Referring expression data:
★ ★ ★ ★ ★ ★ ★

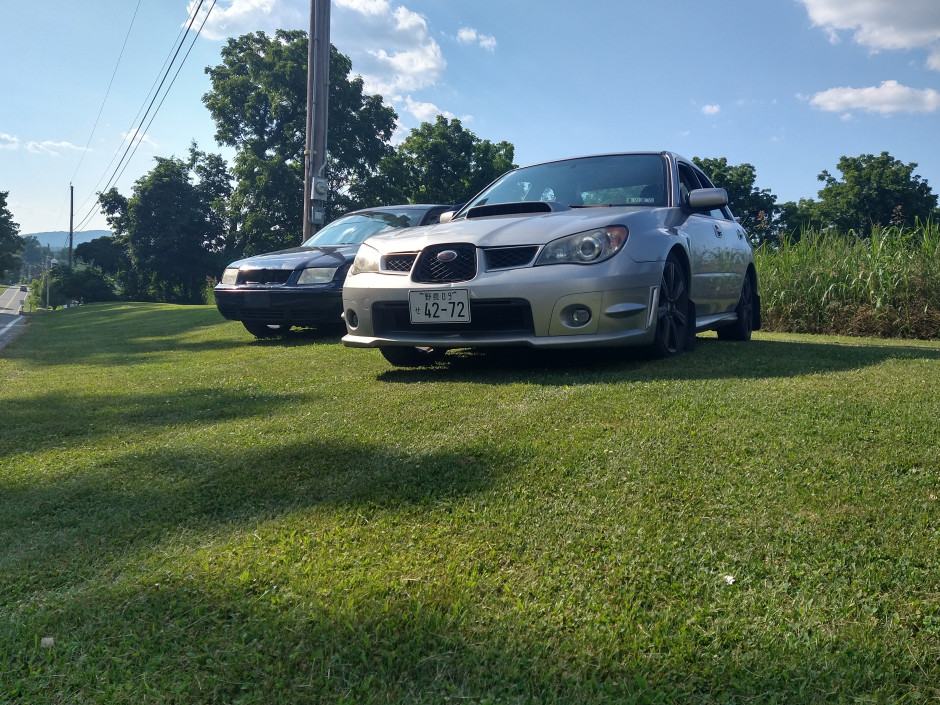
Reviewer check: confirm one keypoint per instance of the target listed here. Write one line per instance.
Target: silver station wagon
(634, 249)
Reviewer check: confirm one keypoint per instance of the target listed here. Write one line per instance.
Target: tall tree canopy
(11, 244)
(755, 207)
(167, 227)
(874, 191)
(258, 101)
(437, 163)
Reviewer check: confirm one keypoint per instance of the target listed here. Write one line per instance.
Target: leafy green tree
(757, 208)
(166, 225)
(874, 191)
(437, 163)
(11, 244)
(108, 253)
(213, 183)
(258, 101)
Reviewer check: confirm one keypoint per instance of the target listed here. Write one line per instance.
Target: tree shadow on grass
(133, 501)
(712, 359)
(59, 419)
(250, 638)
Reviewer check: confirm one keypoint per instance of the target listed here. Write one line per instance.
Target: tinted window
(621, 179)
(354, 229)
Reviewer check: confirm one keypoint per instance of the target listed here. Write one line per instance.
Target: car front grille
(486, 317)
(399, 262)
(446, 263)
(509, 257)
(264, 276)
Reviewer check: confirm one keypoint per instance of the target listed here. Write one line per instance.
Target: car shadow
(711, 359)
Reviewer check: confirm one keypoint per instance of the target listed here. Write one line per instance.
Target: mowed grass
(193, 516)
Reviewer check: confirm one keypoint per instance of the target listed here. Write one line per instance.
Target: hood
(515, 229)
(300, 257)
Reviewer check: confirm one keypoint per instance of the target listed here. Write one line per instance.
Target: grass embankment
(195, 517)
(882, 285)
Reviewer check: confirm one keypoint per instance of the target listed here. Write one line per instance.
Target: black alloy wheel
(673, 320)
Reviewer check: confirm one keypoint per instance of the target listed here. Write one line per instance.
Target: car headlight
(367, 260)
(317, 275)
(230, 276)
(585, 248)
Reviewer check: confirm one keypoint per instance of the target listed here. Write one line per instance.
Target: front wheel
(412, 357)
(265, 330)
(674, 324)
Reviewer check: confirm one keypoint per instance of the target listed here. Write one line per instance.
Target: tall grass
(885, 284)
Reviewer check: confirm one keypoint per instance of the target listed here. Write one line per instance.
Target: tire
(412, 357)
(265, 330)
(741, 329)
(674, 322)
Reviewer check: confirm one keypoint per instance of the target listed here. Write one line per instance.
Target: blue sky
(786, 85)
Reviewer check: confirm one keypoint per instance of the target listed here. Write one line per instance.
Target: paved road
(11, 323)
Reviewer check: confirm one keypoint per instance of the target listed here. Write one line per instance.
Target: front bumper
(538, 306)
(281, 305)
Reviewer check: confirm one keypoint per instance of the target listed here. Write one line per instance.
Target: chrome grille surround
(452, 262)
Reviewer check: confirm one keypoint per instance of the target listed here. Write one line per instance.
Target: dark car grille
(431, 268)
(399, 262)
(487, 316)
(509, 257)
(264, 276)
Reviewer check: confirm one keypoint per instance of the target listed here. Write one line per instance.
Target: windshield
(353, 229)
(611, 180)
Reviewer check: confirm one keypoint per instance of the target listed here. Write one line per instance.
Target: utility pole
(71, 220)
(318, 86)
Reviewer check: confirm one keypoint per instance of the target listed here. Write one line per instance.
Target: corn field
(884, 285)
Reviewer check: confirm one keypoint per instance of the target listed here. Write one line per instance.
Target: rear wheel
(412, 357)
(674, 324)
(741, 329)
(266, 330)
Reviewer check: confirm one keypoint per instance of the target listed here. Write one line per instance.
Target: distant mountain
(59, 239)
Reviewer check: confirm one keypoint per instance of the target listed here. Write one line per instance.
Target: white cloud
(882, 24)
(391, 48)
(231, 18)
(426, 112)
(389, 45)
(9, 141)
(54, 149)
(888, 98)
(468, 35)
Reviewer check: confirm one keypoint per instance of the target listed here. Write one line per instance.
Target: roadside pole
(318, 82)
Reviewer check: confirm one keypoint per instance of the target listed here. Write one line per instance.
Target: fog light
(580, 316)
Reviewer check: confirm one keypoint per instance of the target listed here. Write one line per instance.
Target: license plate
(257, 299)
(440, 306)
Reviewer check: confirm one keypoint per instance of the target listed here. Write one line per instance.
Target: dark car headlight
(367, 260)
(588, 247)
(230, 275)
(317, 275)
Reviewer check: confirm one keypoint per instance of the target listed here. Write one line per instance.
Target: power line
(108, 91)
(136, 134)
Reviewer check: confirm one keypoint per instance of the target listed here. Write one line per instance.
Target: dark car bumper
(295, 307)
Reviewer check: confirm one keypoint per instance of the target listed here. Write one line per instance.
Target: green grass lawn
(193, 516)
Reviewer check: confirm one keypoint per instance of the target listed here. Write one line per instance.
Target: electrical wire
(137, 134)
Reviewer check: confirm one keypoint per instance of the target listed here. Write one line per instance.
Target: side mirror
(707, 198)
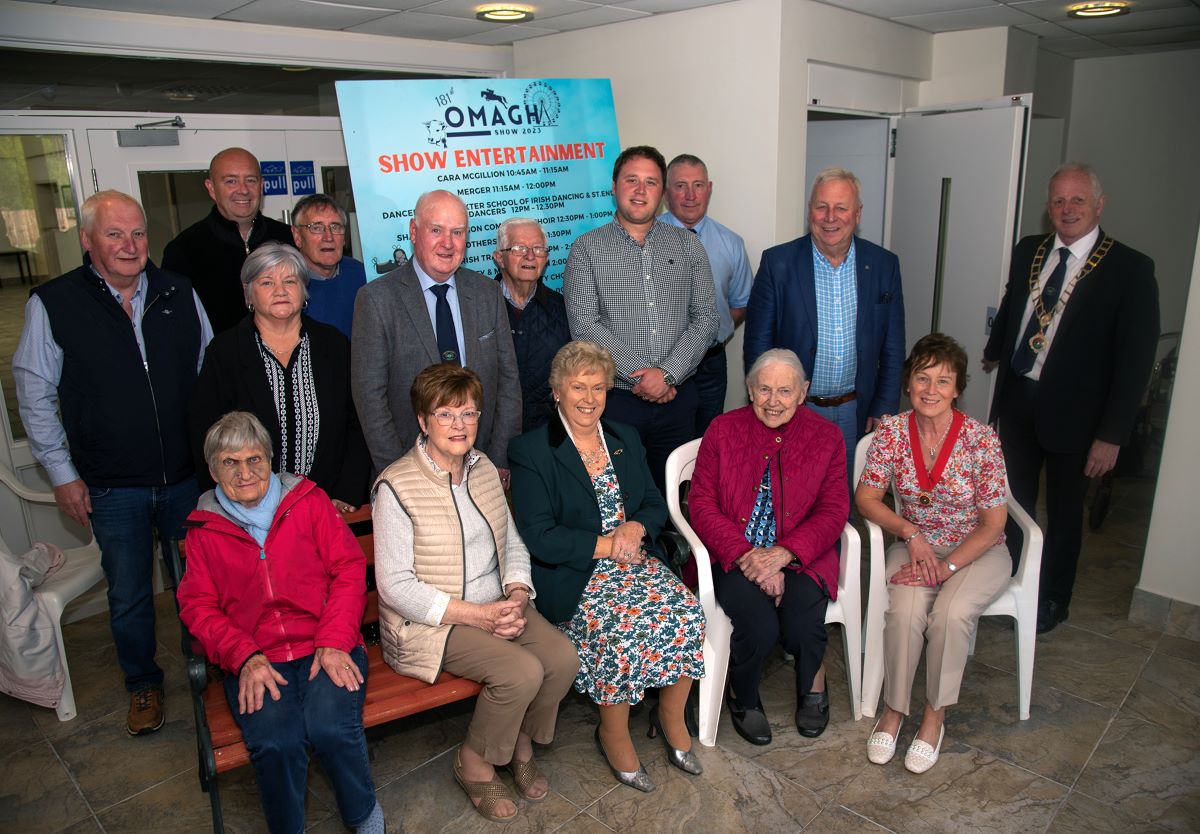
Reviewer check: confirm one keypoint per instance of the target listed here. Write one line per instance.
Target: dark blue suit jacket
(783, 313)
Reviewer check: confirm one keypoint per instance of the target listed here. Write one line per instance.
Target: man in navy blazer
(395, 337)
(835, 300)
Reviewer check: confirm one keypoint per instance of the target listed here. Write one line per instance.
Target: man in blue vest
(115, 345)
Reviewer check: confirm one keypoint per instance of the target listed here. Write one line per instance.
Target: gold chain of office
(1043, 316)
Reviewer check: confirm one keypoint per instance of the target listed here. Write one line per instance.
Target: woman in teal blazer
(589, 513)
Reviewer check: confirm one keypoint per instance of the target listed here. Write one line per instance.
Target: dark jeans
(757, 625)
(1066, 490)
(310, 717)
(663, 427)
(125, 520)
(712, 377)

★ ★ ★ ★ ★ ★ ★

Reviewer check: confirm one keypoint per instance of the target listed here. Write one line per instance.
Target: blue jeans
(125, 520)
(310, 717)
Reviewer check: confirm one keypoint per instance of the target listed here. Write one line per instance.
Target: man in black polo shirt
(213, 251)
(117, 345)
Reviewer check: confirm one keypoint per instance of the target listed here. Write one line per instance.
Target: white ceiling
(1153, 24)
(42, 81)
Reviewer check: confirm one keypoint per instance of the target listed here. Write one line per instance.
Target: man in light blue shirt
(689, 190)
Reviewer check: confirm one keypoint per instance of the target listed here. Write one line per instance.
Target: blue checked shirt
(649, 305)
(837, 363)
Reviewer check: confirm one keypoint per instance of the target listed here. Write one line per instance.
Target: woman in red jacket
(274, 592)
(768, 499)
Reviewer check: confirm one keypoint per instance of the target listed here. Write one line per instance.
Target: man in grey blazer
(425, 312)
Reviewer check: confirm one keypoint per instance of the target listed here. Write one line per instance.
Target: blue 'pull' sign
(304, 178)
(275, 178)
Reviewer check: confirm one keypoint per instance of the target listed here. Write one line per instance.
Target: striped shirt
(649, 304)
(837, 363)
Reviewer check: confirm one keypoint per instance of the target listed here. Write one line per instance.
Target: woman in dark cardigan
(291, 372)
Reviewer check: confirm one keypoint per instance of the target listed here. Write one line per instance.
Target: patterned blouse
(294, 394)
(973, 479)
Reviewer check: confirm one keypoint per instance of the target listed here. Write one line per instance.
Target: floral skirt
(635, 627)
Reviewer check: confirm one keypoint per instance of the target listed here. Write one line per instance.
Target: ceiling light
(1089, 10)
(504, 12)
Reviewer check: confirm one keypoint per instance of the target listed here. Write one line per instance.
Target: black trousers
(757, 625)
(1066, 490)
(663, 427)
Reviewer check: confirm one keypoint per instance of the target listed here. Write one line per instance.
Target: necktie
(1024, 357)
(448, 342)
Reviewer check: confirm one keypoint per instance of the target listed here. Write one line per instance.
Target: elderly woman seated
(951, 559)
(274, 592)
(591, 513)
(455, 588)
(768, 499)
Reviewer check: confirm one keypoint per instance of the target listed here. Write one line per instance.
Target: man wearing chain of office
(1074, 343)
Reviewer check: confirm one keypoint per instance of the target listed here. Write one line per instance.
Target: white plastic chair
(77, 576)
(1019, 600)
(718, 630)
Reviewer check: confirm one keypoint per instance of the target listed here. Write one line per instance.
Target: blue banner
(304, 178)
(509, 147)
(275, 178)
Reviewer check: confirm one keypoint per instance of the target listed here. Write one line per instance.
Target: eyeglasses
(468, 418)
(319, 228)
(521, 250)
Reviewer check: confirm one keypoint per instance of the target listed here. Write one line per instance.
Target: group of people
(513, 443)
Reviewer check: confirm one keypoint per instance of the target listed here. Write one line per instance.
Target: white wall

★ ★ ★ ★ ★ ★ ★

TRY IT:
Write down, word for word, the lines above from the one containing "Target: white plastic chair" through the one containing "Target: white wall", both ends included.

FINAL ANSWER:
Target: white plastic chair
(77, 576)
(1019, 600)
(718, 630)
Reviewer check: confirm one keypoint per instance of the target listed here. Write one line per instance.
Target: blue banner
(304, 178)
(509, 147)
(275, 178)
Reviewer check: confirm one keypoint per instance of the target listed here. Write one line per instance.
Target: eyeglasses
(468, 418)
(319, 228)
(521, 250)
Reviewer check: confirm one keypoint per instance of the target listed here. Write one line per instance.
Target: group of people
(513, 443)
Reviewer check: confirm one keypoint per instance of the target listed here. Write one line per instance.
Target: white wall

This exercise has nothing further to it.